SELECTED TEXT:
◇ ◇ ◇ ◇ ◇
Last week we had 107 - this week it's "back down" into the 90s.


----------



## almitra (Apr 24, 2009)

edelweiss said:


> pat, we are from austin tx & you will appreciate this austin joke a friend just sent to us:
> :smrofl::smrofl:
> 
> It's so dry in texas that the baptists are starting to baptize by sprinkling, the methodists are using wet-wipes, the presbyterians are giving out rain-checks, and the catholics, lutherans, and episcopalians are praying for the wine to turn back into water. :histericalsmiley:
> ...


 rofl!!!!!!


----------



## Katkoota (Feb 18, 2006)

There must be something good about hot weather....I think lol

at least an ice cream tastes even better when feeling hot


----------



## Matilda's mommy (Jun 1, 2005)

edelweiss said:


> Pat, we are from Austin TX & you will appreciate this Austin joke a friend just sent to us:
> :smrofl::smrofl:
> 
> It's so dry in Texas that the Baptists are starting to baptize by sprinkling, the Methodists are using wet-wipes, the Presbyterians are giving out rain-checks, and the Catholics, Lutherans, and Episcopalians are praying for the wine to turn back into water. :HistericalSmiley:
> ...
◇ ◇ ◇ ◇ ◇
INSTRUCTION 1:
From the joke quoted in the forum thread about hot weather, list every religious denomination it names.
INSTRUCTION 2:
Write a continuation of the forum thread about hot weather, picking up right after its final line.
None of this requires the material that comes next.

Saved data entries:
◇ ◇ ◇ ◇ ◇
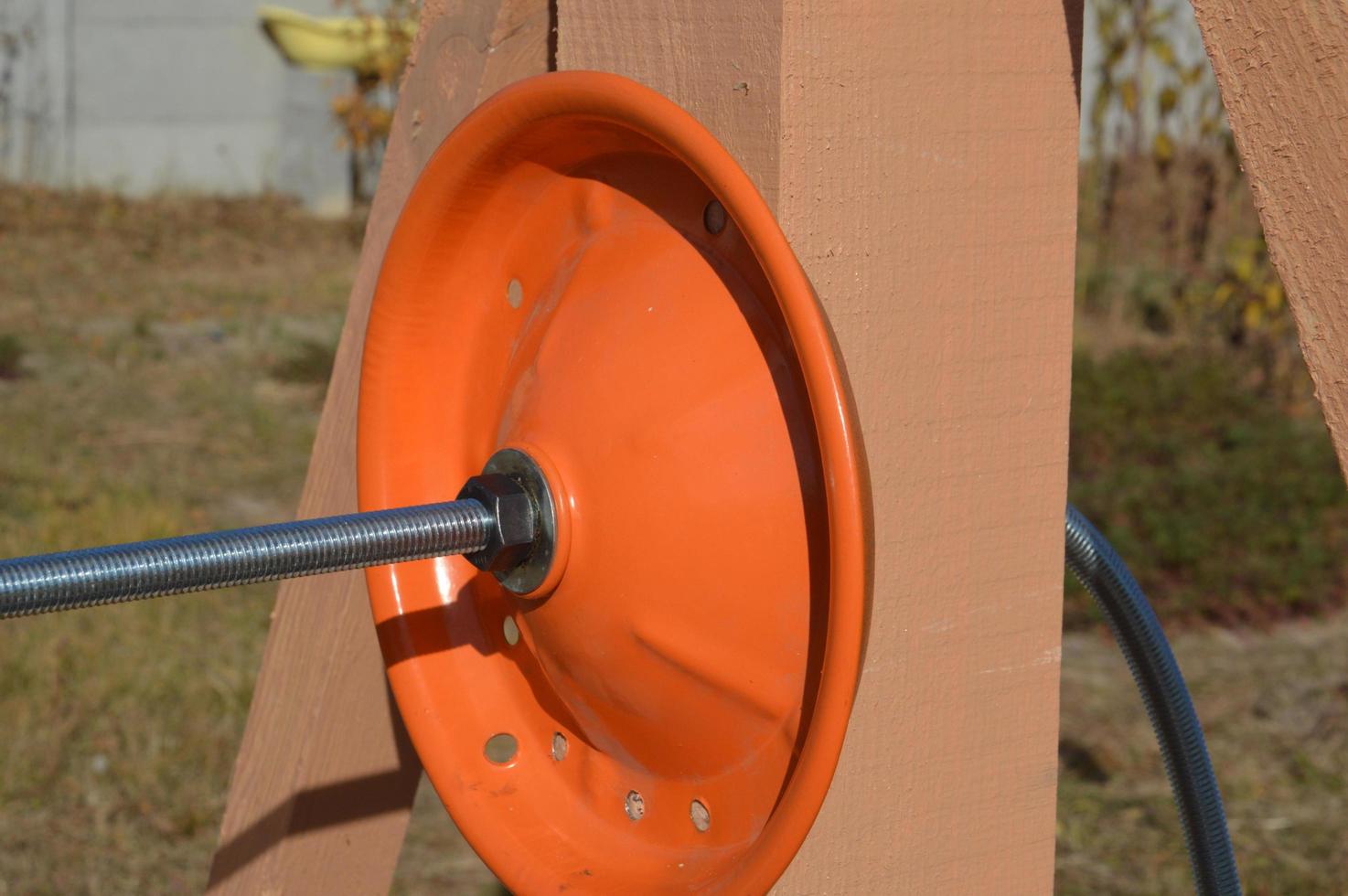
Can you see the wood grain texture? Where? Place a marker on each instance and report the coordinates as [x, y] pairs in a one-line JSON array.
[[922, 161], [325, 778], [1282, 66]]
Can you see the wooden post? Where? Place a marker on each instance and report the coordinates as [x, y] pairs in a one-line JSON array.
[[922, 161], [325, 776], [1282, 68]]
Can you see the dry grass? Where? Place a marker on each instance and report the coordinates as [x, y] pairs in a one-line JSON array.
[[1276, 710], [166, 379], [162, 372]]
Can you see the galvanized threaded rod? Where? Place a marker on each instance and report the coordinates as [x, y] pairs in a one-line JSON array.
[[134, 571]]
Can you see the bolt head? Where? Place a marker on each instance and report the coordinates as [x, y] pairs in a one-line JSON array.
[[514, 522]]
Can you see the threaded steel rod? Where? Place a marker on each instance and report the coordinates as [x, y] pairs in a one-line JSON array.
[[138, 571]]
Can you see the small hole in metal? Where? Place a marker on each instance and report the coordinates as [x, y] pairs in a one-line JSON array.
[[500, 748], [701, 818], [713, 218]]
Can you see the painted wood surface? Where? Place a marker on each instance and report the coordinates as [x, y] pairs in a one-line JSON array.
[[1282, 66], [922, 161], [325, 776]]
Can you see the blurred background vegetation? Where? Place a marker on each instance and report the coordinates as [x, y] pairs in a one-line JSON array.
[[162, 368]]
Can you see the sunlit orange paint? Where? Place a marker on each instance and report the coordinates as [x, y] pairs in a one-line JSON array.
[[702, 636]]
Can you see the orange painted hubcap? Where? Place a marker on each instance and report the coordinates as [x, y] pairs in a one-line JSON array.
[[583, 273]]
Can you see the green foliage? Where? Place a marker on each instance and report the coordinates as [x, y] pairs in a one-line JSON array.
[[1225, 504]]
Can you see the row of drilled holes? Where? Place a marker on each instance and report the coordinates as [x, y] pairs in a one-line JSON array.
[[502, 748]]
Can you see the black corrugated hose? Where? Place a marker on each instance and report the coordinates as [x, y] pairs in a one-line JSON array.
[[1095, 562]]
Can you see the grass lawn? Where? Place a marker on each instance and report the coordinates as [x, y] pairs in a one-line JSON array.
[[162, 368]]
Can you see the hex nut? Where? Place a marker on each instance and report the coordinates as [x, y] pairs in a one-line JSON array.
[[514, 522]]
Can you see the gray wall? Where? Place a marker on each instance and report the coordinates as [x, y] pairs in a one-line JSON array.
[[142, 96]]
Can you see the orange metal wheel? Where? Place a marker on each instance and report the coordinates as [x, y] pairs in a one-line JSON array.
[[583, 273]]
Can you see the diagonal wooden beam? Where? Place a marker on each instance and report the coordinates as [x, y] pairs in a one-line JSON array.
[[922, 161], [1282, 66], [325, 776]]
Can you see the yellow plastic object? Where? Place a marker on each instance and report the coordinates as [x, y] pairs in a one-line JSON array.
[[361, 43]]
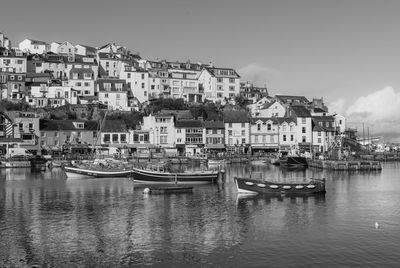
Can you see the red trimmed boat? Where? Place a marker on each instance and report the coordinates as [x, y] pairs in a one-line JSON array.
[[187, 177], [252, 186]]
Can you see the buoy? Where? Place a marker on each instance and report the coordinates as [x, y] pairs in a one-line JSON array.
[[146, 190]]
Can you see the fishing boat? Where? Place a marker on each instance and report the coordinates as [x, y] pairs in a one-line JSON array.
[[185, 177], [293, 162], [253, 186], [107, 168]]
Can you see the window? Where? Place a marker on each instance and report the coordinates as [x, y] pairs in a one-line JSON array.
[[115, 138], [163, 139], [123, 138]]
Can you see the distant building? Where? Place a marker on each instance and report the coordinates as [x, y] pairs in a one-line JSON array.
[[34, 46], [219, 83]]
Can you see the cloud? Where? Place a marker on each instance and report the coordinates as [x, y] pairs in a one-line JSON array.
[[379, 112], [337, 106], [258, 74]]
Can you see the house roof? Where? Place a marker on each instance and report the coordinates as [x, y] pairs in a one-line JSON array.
◇ ◇ ◇ ◇ ◇
TASK ANSWER 1:
Baptists, Methodists, Presbyterians, Catholics, Lutherans, Episcopalians

TASK ANSWER 2:
Katkoota said:


> There must be something good about hot weather....I think lol
> 
> at least an ice cream tastes even better when feeling hot


 :wub: LOVE THE FIRST PICTURE:wub: reminds me of skin kids


----------



## almitra (Apr 24, 2009)

Kat, those pics should've been entered into the Nylabone contest...LOL!


----------



## Katkoota (Feb 18, 2006)

Matilda's mommy said:


> :wub: LOVE THE FIRST PICTURE:wub: *reminds me of skin kids*


Crystal doesn't know that she is a fluff anyways :HistericalSmiley:

Glad that you loved the photo. The malts thought of cheering the ones who are annoyed by the hot weather up:chili: They bark that there MUST be something good about anything, including hot temperature(which we three aren't fans of too LOL), but gotta search for the good about it. 

I think if I asked the malts and they were able to respond to me in words, they would say that they love summer season only for the fact that I allow them to swim more often :HistericalSmiley: 



almitra said:


> Kat, those pics should've been entered into the Nylabone contest...LOL!


These are summer-ish photos, I think so too, so you are right, they were suitable for that thread (didn't think about it), but they also are suitable for this thread  :chili: happy that you loved them :aktion033:


----------



## Bibu (Jun 3, 2010)

Kat, those pictures of Snowy and Crystal are just adorable!!! They look like they're enjoying that ice cream more than anything in the world! They're concentrated faces are just so cute! :wub:


----------



## Snowball Pie's Mommi (Oct 16, 2008)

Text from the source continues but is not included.